• [WHAT TO WORK ON] With pictures omitted, output the records below exactly as they appear.

• [SUPPLIED MATERIAL]

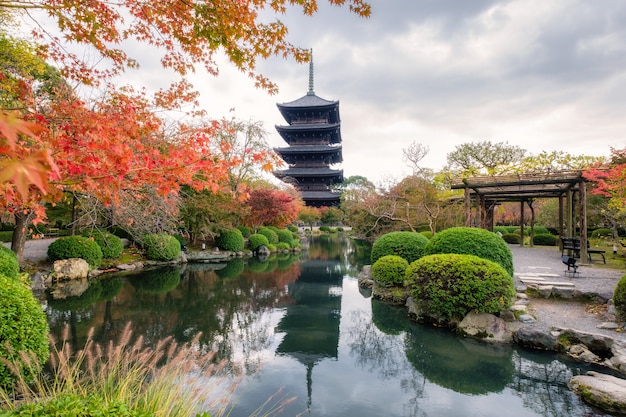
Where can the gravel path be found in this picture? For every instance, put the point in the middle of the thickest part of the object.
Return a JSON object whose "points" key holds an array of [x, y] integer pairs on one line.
{"points": [[593, 279]]}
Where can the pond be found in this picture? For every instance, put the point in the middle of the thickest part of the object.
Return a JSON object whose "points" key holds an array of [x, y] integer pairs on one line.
{"points": [[300, 326]]}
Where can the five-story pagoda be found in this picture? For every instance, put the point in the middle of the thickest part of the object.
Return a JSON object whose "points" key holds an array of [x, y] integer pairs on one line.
{"points": [[314, 139]]}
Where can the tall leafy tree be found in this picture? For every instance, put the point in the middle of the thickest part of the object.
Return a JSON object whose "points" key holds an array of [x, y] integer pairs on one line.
{"points": [[484, 158], [611, 182]]}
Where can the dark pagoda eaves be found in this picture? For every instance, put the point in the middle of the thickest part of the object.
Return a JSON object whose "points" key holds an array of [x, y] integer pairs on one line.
{"points": [[309, 172], [307, 101], [310, 127], [309, 149]]}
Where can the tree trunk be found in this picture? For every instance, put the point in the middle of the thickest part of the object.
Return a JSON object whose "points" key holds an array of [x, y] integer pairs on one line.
{"points": [[18, 241]]}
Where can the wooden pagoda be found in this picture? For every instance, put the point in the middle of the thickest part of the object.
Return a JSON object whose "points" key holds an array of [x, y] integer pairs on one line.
{"points": [[314, 138]]}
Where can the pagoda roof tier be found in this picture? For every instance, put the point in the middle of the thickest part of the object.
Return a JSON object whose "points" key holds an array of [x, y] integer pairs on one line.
{"points": [[292, 132], [309, 103], [292, 152], [322, 172], [321, 198]]}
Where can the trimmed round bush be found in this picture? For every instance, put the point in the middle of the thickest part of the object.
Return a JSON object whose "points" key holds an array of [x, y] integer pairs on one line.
{"points": [[502, 229], [472, 241], [512, 238], [256, 240], [389, 270], [448, 286], [76, 247], [407, 245], [231, 240], [161, 247], [245, 231], [285, 236], [23, 325], [270, 234], [110, 245], [545, 239], [602, 232], [9, 266], [539, 230], [619, 298], [282, 246]]}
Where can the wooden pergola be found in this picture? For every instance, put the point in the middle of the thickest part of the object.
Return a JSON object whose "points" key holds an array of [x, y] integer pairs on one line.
{"points": [[483, 194]]}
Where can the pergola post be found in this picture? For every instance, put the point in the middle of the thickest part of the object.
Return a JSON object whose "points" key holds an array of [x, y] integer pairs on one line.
{"points": [[582, 196], [570, 214], [521, 208], [468, 208], [561, 216]]}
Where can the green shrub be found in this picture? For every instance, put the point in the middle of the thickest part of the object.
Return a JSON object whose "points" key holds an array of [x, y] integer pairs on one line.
{"points": [[75, 405], [257, 240], [389, 270], [427, 234], [23, 325], [472, 241], [512, 238], [619, 298], [503, 230], [407, 245], [602, 232], [231, 240], [539, 230], [448, 286], [283, 246], [285, 236], [110, 245], [76, 247], [245, 231], [271, 235], [161, 247], [9, 266], [545, 239]]}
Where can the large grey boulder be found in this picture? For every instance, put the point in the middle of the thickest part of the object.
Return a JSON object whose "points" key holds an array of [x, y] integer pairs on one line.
{"points": [[603, 391]]}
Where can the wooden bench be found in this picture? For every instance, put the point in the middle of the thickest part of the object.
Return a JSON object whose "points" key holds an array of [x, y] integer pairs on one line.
{"points": [[573, 244]]}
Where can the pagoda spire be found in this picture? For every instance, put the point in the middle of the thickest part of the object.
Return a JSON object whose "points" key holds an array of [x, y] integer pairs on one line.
{"points": [[311, 92]]}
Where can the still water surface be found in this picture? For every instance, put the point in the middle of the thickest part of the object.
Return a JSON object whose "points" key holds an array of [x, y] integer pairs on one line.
{"points": [[301, 326]]}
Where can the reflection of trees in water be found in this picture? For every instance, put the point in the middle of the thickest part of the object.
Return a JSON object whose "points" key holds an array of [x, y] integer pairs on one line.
{"points": [[542, 382], [383, 355]]}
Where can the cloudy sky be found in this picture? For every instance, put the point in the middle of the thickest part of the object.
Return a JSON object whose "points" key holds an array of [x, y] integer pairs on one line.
{"points": [[543, 75]]}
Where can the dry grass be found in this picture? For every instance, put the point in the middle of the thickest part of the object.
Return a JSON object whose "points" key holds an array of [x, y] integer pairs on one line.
{"points": [[169, 380]]}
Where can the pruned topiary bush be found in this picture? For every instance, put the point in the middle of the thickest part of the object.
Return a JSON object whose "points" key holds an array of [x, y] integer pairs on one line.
{"points": [[389, 270], [231, 240], [256, 240], [76, 247], [619, 298], [161, 247], [286, 236], [9, 266], [513, 238], [270, 234], [407, 245], [602, 232], [448, 286], [545, 239], [472, 241], [110, 245], [23, 326], [245, 231]]}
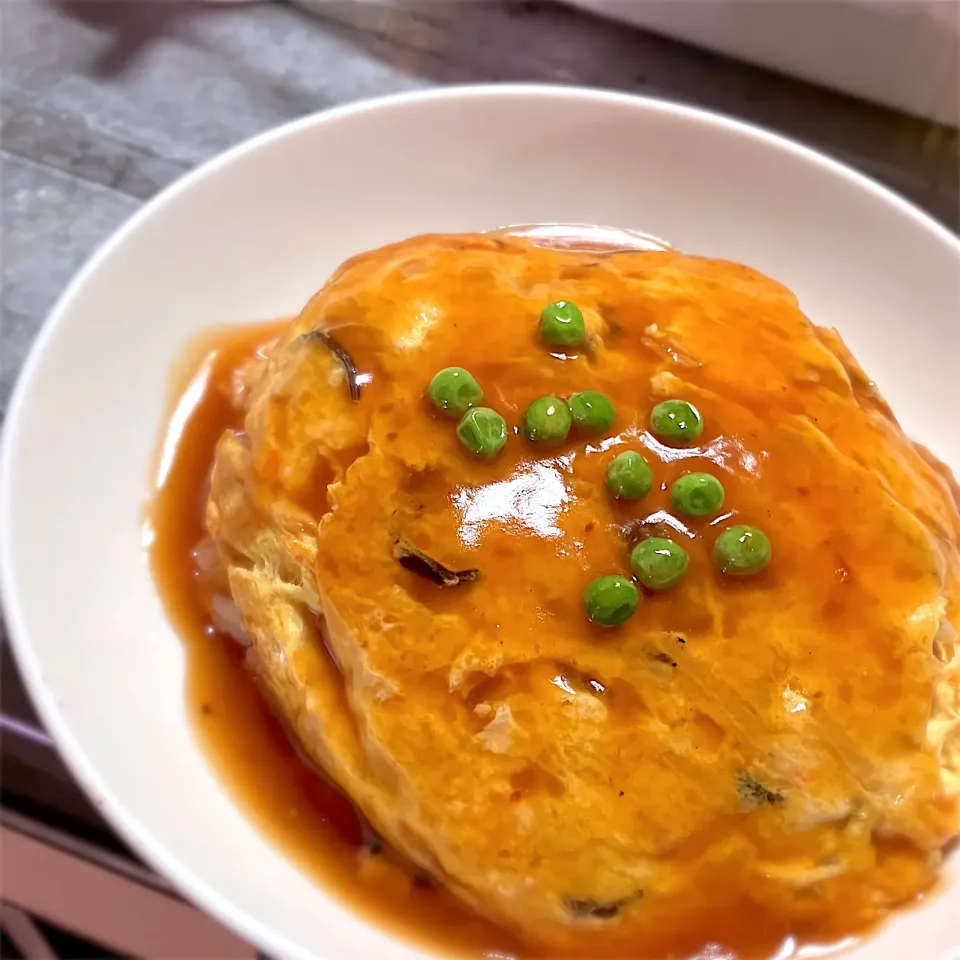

• [RESULT OF THE EXERCISE]
Where can the gravel path be found in this picture? For every instance, put the point in the middle of the thickest part of the object.
Return a JSON object whose "points" key holds an array of [x, y] integer pairs on one line.
{"points": [[593, 279]]}
Where can the pond be found in this picture? For every instance, put the point in the middle of the thickest part of the object.
Return a JSON object whose "points" key holds an array of [x, y] integer pairs on one line.
{"points": [[300, 326]]}
Where can the five-story pagoda be found in this picture? For every instance, put the point in the middle of the thickest part of the object.
Return a JSON object whose "points" key holds an array of [x, y] integer pairs on one line.
{"points": [[314, 139]]}
Where can the tall leafy tree be found in this picture? For every instance, put the point in the middle of the thickest part of the object.
Return a JSON object whose "points" key holds an array of [x, y] integer pairs on one line.
{"points": [[484, 158], [611, 182]]}
Where can the dark pagoda eaves be found in this picture? For every instance, put the point in the middle of the thickest part of the object.
Return a JSON object whose "points" key holds an array of [x, y] integer pairs on one line.
{"points": [[309, 172], [307, 101], [310, 127], [309, 149]]}
Where can the tree trunk be found in this picture? For every instance, put the point in the middle of the thickest part of the object.
Return a JSON object whose "points" key holds an array of [x, y] integer pairs on one line.
{"points": [[18, 241]]}
Where can the wooden pagoda be found in this picture? For every instance, put the point in the middle of the thickest part of the object.
Return a JSON object whose "points" key holds an array of [x, y] integer pairs on one line.
{"points": [[314, 138]]}
Where can the pagoda roof tier be found in this picture? For every instance, put the point in the middle of the thickest part of the object.
Return a JSON object whose "points" key holds an array of [x, y] integer pairs on one line.
{"points": [[292, 132], [309, 103], [292, 152], [322, 172], [321, 198]]}
Where can the trimmed round bush be found in this picture? For every instance, put the point in the middle of the thickest part of the object.
Return a JSON object whose "points" key holds an array of [x, y] integer pairs on one line.
{"points": [[502, 229], [472, 241], [512, 238], [256, 240], [389, 270], [448, 286], [76, 247], [407, 245], [231, 240], [161, 247], [245, 231], [285, 236], [23, 325], [270, 234], [110, 245], [545, 239], [602, 232], [9, 266], [539, 230], [619, 298], [282, 246]]}
Where can the wooden pergola be found in this picture? For every instance, put the point in the middle of the thickest part of the object.
Return a JSON object whose "points" key holds an array of [x, y] integer pairs on one line.
{"points": [[483, 194]]}
Where can the pergola post be found in this picture? For every instance, put the point in the middle of the thickest part of the object.
Return a JSON object whose "points" key holds an array of [x, y] integer pairs on one line.
{"points": [[582, 196], [570, 214], [521, 208], [468, 208], [561, 216]]}
Where can the green shrub be found in this picture? For every instance, put the point in the middle of the thickest part of the object.
Return a JSON object whose "points" key holds an array of [x, y] integer pairs on one line.
{"points": [[75, 405], [257, 240], [389, 270], [427, 234], [23, 325], [472, 241], [512, 238], [619, 298], [503, 230], [407, 245], [602, 232], [231, 240], [539, 230], [448, 286], [283, 246], [285, 236], [110, 245], [76, 247], [245, 231], [271, 235], [161, 247], [9, 266], [545, 239]]}
Where can the large grey boulder be found in this picture? For every instance, put the point in the middle of the thickest part of the object.
Return a JSON object whose "points" key holds an array of [x, y] integer pairs on one line.
{"points": [[603, 391]]}
Where can the wooden bench be found in this picture? For every instance, put the point in the middle of the thickest part of the object.
Return a JSON object whose "points" key holds an array of [x, y] integer pairs on one line.
{"points": [[573, 244]]}
Where can the pagoda spire be found in this picture? For every instance, put the point in the middle of the thickest part of the object.
Return a JSON object whose "points" key holds an array of [x, y] integer pairs on one line.
{"points": [[311, 92]]}
Where can the still water surface be found in this picture? For every instance, put the point in the middle of the thickest part of the object.
Return a JSON object whose "points" key holds an array of [x, y] integer pairs on one line.
{"points": [[301, 326]]}
Where can the reflection of trees in water be found in this picture? For every instance, put the point in the middle of the thickest part of the object.
Return a JSON object whose "points" key holds an array of [x, y] integer pairs on one line.
{"points": [[542, 382], [383, 355]]}
Where can the cloudy sky be found in this picture? For every instance, put the point in the middle of the thickest part of the object.
Return a JSON object whose "points" key holds an array of [x, y] integer pairs on one line.
{"points": [[543, 75]]}
Where can the dry grass be found in this picture? For every instance, put the point in the middle of the thickest part of the object.
Return a JSON object whose "points" key holds an array of [x, y] integer pairs on one line.
{"points": [[169, 380]]}
Where can the pruned topiary bush be found in this picture? For every instance, put the point in the middle of the thickest part of the object.
Return a JSON object whose "points" key holds an array of [x, y] integer pairs on one line.
{"points": [[389, 270], [231, 240], [256, 240], [76, 247], [619, 298], [161, 247], [286, 236], [9, 266], [513, 238], [270, 234], [407, 245], [602, 232], [448, 286], [545, 239], [472, 241], [110, 245], [23, 326], [245, 231]]}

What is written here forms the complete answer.